§ **What is expected**
With "point" as the search word, show every line of the material that has it.
#####
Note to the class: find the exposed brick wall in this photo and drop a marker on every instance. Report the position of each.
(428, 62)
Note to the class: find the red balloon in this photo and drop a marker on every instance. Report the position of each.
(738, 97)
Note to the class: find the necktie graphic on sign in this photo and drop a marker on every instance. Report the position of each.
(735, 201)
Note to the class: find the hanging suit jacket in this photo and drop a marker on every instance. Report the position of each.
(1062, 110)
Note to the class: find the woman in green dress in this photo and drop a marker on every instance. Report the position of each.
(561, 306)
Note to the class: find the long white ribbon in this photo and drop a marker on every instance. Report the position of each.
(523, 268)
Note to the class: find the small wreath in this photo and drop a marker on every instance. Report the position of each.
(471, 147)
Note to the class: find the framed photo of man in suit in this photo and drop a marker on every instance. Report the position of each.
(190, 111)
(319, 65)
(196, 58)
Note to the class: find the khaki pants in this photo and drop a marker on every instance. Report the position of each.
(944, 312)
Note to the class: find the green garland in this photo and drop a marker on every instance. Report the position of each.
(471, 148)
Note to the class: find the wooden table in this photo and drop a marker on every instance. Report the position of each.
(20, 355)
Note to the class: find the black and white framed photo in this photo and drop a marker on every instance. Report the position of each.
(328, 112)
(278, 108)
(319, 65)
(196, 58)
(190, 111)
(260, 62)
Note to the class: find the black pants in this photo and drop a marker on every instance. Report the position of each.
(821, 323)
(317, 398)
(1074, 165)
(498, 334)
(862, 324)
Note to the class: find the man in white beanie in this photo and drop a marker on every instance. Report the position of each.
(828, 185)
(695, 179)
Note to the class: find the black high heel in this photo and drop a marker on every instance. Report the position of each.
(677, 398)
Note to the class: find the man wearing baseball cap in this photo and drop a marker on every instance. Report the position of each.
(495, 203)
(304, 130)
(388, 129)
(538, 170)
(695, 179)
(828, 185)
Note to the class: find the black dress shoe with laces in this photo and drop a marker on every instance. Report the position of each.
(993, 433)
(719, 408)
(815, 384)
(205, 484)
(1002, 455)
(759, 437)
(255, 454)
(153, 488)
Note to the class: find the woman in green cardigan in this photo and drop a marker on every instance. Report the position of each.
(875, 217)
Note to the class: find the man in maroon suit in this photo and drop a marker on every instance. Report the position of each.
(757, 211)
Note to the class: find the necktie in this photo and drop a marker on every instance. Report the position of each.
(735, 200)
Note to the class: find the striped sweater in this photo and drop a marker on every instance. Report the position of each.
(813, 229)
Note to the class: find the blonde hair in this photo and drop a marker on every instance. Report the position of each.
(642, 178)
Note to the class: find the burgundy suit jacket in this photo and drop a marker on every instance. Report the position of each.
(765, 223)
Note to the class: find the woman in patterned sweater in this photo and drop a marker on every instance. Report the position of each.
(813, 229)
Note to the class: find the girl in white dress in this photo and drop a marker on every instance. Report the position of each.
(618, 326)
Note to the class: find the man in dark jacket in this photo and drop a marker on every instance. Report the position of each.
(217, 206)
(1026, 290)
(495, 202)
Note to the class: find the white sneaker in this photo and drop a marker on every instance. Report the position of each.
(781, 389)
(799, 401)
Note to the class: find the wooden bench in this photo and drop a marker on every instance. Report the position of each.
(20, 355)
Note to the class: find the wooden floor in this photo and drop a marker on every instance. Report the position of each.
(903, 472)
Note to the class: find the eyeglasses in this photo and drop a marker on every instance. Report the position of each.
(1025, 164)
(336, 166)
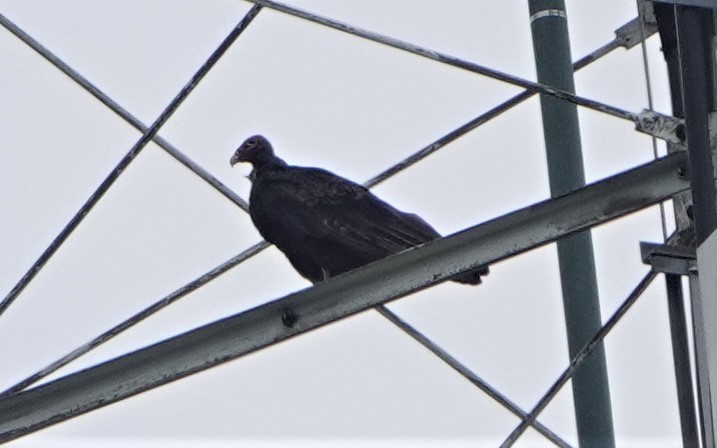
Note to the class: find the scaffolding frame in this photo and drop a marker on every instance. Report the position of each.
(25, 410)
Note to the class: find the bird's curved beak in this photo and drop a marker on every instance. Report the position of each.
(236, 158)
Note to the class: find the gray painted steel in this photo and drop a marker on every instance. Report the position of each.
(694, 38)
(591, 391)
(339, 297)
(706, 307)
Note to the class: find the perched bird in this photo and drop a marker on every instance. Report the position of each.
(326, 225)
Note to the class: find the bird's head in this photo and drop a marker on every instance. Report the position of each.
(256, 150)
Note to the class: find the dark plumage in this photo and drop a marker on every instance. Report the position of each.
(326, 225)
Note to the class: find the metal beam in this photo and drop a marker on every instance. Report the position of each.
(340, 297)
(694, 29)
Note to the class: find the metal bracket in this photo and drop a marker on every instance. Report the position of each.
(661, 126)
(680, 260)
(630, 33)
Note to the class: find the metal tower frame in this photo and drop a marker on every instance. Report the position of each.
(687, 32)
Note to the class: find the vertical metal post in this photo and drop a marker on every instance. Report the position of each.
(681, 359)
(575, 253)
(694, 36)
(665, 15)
#####
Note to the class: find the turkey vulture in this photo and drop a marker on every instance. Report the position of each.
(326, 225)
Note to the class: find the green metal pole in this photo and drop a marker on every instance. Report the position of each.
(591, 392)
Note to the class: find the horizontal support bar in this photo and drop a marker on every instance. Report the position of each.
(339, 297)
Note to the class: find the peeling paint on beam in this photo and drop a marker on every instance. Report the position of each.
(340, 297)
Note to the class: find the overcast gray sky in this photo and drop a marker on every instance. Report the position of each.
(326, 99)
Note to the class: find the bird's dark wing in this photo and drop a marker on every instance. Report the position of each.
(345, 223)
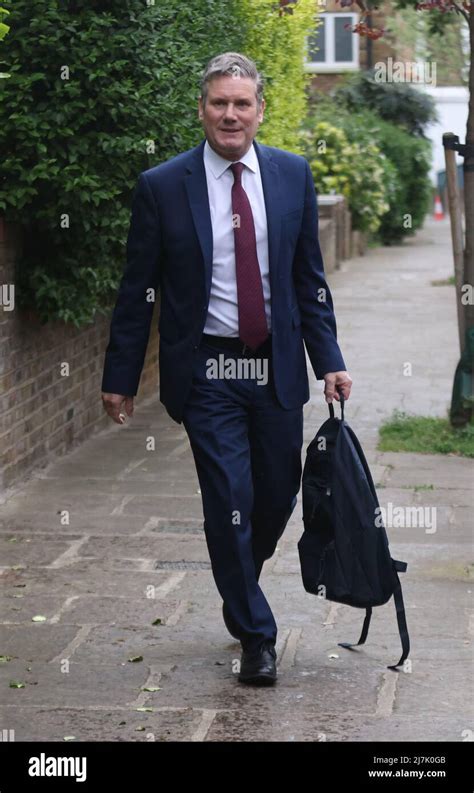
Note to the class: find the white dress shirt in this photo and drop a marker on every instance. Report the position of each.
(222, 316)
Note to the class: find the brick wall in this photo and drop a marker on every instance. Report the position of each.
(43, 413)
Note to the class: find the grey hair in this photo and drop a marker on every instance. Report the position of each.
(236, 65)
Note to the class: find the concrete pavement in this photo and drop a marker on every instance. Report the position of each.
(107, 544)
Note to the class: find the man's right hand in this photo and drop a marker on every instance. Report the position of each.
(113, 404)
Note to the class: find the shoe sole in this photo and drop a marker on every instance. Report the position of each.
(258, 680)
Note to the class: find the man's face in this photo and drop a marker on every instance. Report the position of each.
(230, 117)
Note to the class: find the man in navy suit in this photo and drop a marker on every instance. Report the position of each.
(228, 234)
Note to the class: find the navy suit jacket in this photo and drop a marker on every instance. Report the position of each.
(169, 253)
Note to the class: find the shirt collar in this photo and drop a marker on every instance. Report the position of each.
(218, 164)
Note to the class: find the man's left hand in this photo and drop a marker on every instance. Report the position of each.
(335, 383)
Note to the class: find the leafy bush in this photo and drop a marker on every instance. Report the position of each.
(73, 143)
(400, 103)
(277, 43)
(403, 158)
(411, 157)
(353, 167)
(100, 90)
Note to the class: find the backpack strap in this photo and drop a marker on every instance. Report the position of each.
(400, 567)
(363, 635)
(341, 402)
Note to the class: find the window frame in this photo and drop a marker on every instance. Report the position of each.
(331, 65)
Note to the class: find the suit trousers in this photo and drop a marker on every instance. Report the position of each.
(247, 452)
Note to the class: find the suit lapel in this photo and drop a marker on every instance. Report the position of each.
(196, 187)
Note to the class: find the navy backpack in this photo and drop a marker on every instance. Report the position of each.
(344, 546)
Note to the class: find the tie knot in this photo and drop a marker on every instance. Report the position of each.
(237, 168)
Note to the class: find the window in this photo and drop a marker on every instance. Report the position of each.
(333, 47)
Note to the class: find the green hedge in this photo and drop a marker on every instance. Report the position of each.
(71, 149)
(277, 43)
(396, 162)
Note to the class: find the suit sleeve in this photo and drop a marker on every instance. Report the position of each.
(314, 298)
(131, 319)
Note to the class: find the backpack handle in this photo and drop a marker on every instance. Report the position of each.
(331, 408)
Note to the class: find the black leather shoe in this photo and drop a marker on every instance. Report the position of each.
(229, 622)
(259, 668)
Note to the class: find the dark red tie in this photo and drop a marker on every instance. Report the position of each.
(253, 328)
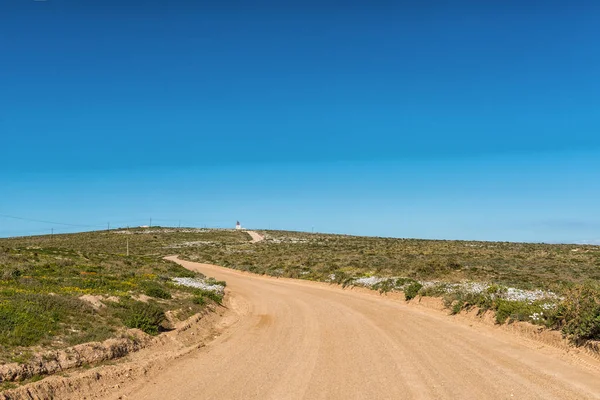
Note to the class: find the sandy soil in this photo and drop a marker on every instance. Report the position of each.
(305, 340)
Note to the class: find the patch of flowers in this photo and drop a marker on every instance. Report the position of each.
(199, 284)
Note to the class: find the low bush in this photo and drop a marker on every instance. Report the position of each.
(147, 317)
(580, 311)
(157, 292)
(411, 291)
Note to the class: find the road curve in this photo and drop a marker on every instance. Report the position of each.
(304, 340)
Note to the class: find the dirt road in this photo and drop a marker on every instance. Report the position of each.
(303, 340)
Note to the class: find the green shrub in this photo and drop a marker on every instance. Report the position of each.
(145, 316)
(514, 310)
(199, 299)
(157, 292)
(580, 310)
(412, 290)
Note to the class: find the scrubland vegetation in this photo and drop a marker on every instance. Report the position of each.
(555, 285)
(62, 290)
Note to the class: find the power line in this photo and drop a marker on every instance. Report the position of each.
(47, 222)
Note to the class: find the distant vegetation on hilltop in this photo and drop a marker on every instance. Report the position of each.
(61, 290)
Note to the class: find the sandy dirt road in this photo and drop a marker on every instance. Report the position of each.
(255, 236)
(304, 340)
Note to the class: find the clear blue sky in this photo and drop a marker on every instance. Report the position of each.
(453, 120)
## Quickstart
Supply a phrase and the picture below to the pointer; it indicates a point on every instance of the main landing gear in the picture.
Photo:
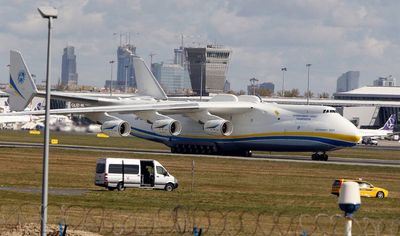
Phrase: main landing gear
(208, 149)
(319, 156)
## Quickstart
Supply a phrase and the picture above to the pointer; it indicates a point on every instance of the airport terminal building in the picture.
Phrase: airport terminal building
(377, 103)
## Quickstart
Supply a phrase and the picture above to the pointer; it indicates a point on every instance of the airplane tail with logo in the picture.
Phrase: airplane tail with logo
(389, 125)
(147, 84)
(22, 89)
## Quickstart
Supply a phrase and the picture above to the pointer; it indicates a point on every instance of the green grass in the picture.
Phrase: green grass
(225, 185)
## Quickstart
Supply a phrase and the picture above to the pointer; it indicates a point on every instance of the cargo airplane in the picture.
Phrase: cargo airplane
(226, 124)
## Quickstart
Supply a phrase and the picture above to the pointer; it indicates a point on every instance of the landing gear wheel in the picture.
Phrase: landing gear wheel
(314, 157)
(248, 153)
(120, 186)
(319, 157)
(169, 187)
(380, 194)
#####
§ **Response**
Supply a phrase and the picture below to the pointer; it indicates a point on every instance of the main landing gear in the picture.
Supply a phrase and the picture above to the pointer; it indicates a point on every instance of the airport terminal building in the picture.
Supply a phrase and the picture above to the pointer; it indicates a point on every instance of the airplane tail with logo in the picture.
Supply a phrase and the picture above to the pointer; it indicates a point on every instance of the green grass in the picture.
Supply a phrase and the picture above to the pointer; it indicates a point on every instance of the cargo airplane in the picture.
Supply a phrase and the picture above to the pointer; it indicates a point on every instance of the landing gear wheel in the picture.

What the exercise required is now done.